▸ Requisitos do exercício
Liste todas as linhas abaixo que contêm a palavra "Find".

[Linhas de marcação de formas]
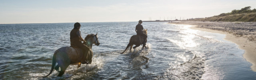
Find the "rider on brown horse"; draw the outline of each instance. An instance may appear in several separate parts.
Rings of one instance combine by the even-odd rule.
[[[137,33],[137,35],[140,36],[142,36],[143,38],[144,39],[143,44],[144,45],[146,45],[146,40],[148,36],[143,33],[143,26],[141,25],[142,23],[142,21],[141,20],[139,20],[139,23],[136,26],[136,28],[135,28],[135,31]]]
[[[85,50],[89,50],[89,48],[82,43],[82,41],[85,43],[86,42],[82,38],[81,32],[79,30],[81,27],[81,24],[78,22],[76,22],[74,24],[74,28],[70,32],[70,45],[72,46],[77,46],[81,48],[83,50],[83,53],[88,52],[85,52]],[[88,63],[88,62],[83,60],[82,61],[82,64],[84,64]]]

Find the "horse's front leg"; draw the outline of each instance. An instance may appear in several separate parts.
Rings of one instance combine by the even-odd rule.
[[[81,62],[78,63],[78,64],[77,65],[77,68],[78,69],[80,67],[81,67]]]

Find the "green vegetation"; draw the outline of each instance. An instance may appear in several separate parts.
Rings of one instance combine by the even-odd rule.
[[[194,19],[193,20],[214,22],[256,22],[256,9],[252,10],[250,6],[246,7],[241,10],[234,10],[231,12],[222,13],[219,15]]]

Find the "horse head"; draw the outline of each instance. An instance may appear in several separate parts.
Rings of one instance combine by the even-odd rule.
[[[100,45],[100,42],[98,40],[98,33],[96,35],[94,34],[88,34],[84,38],[84,40],[86,41],[87,44],[89,45],[91,48],[92,46],[92,44],[94,44],[95,45],[99,46]],[[84,43],[84,44],[85,44]]]
[[[146,29],[144,29],[143,33],[146,34],[146,35],[148,35],[148,29],[147,29],[146,30]]]

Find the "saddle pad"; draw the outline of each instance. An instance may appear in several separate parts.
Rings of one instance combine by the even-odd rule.
[[[75,50],[76,50],[76,53],[77,54],[77,55],[78,56],[79,58],[83,57],[83,56],[84,56],[84,54],[83,53],[83,51],[82,50],[81,48],[78,47],[74,47],[74,46],[71,46],[71,47],[75,49]]]

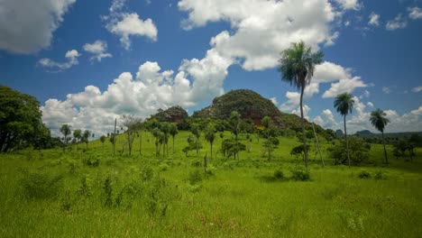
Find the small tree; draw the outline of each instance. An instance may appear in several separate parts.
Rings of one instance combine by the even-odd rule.
[[[103,153],[104,153],[104,142],[106,142],[106,135],[101,135],[100,142],[103,144]]]
[[[232,129],[232,133],[234,134],[234,140],[236,142],[236,144],[238,144],[240,124],[241,124],[240,114],[237,113],[236,111],[233,111],[232,114],[230,114],[229,122],[230,122],[230,127]],[[237,155],[237,152],[234,153],[234,160],[236,160],[236,155]]]
[[[346,151],[347,151],[347,158],[348,158],[347,160],[349,161],[349,167],[350,167],[349,143],[347,142],[347,130],[346,130],[345,117],[349,113],[352,113],[353,105],[354,105],[354,100],[353,98],[353,96],[349,93],[343,93],[343,94],[337,95],[334,102],[334,106],[335,107],[337,112],[343,115],[343,120],[344,124],[344,141],[346,142]]]
[[[85,142],[87,145],[87,143],[89,142],[89,136],[91,136],[91,132],[88,130],[85,130],[84,133],[82,133],[82,139],[81,142]]]
[[[211,160],[213,160],[213,143],[216,140],[216,127],[212,124],[208,124],[205,130],[205,139],[211,146]]]
[[[115,142],[117,142],[117,135],[115,133],[110,133],[110,142],[113,145],[113,156],[115,155]]]
[[[70,126],[69,124],[62,124],[60,127],[60,133],[63,134],[63,142],[64,142],[64,147],[63,151],[65,150],[66,146],[68,145],[68,142],[69,141],[69,138],[68,137],[70,135]]]
[[[129,155],[132,155],[132,145],[133,144],[136,132],[138,130],[138,124],[141,119],[135,118],[132,115],[123,115],[123,125],[126,128],[126,139],[127,146],[129,148]]]
[[[387,115],[384,111],[378,108],[377,110],[371,113],[371,124],[381,133],[382,135],[382,145],[384,146],[384,157],[385,163],[389,164],[389,159],[387,158],[387,151],[385,150],[385,142],[384,142],[384,128],[385,125],[390,123],[390,120],[385,117]]]
[[[73,138],[76,141],[77,151],[78,151],[78,143],[80,142],[81,137],[82,137],[82,131],[81,130],[78,129],[78,130],[73,131]]]
[[[197,140],[197,142],[195,142],[195,144],[197,145],[197,156],[199,156],[199,149],[200,149],[199,146],[201,144],[199,138],[201,136],[201,129],[198,124],[195,124],[191,126],[190,132],[192,133],[192,134],[195,136],[195,139]]]
[[[174,154],[174,138],[179,133],[179,130],[178,130],[178,127],[176,126],[176,124],[170,124],[170,133],[171,134],[171,137],[173,138],[173,154]]]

▸ Solução da tarefa
Find the "rider on brown horse"; draw the outline of each instance. An instance may appear in several separate parts.
Find the "horse's front leg"; draw the outline of each instance. An instance may appear in several separate parts.
Find the "green vegetation"; draw the outline of each instance. An instance may appear in several separate parts.
Find the "horse head"; draw the outline of each instance. An instance may appear in several separate parts.
Find the "saddle pad"; draw the outline of each instance. An instance may appear in several separate parts.
Find the small tree; draw the outline of each instance. An instance may appear in several separate parts.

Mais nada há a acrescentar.